▸ **PROVIDED INFORMATION**:
+ + + + + + +

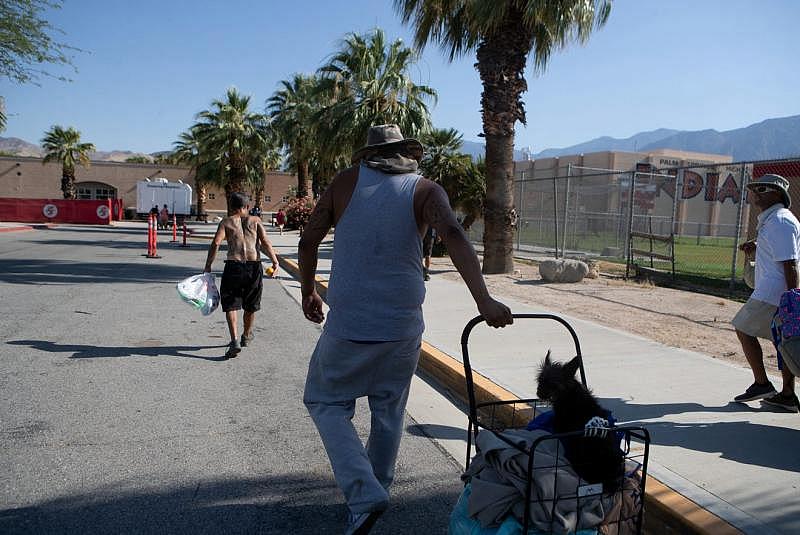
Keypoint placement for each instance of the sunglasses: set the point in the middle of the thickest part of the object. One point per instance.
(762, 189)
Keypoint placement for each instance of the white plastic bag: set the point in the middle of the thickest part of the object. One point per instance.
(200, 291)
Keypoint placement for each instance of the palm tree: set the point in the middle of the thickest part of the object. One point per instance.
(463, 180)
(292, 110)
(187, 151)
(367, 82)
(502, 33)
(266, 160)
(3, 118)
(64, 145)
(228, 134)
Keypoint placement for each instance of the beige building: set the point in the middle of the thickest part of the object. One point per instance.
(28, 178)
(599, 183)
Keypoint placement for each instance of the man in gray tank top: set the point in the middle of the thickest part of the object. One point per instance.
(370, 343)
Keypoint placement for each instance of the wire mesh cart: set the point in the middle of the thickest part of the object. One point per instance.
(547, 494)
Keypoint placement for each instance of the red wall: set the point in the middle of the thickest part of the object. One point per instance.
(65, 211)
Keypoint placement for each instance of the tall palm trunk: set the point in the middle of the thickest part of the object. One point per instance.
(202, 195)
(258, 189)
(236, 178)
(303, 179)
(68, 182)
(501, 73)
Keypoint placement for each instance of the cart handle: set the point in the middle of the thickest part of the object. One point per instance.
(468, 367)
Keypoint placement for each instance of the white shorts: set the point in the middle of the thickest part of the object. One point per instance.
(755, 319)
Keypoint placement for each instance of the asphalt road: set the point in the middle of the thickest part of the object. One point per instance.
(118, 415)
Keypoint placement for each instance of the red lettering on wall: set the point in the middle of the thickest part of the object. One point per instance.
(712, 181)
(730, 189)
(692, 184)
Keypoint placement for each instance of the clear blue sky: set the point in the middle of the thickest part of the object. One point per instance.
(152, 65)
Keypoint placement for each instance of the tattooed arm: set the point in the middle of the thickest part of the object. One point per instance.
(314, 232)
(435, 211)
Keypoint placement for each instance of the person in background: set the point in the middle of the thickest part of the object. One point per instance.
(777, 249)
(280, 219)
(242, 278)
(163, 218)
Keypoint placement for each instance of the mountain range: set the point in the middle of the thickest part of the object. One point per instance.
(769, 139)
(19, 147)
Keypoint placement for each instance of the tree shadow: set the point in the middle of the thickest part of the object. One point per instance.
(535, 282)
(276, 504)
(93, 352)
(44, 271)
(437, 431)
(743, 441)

+ + + + + + +

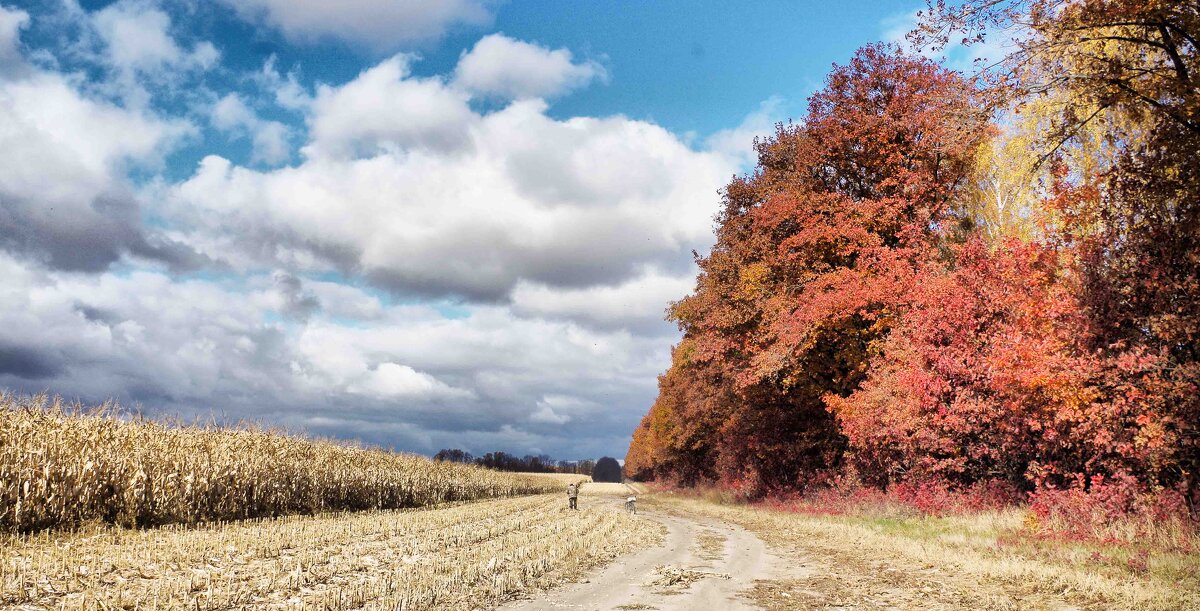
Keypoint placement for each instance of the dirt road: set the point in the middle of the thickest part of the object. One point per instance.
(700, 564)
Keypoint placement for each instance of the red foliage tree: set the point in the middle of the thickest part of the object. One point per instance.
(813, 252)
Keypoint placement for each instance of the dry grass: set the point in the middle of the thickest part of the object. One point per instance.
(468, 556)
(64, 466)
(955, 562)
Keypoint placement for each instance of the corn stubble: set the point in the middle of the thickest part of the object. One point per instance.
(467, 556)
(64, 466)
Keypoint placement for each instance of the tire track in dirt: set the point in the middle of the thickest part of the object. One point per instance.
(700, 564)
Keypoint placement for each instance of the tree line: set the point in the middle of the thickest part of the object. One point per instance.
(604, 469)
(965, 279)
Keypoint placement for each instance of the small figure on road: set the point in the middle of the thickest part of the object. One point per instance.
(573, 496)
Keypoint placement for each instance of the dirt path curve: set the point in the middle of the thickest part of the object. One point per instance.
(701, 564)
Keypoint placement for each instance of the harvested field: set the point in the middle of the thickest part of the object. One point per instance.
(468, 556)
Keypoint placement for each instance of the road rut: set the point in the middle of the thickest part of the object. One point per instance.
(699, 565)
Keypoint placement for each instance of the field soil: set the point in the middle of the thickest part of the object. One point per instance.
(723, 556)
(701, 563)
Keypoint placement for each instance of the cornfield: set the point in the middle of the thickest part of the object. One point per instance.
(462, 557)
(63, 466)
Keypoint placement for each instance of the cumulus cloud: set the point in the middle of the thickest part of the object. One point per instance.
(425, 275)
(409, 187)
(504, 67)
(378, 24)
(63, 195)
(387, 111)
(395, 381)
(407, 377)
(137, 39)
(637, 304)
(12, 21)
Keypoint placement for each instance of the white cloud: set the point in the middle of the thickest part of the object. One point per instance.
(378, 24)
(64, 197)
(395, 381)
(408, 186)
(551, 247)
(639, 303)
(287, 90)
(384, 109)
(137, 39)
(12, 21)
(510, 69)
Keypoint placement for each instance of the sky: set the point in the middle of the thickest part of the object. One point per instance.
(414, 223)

+ + + + + + +

▸ **WHAT TO DO**: Show every line above that contains the word "cart". Case counts.

▸ **RESULT FOR THIS TASK**:
Keypoint placement for each instance of the wire mesh cart: set the point in the middle of the thickest part of the object. One point per instance.
Keypoint placement for each instance of the cart handle: set the point in the middle of the thickest part of the object. One point per instance.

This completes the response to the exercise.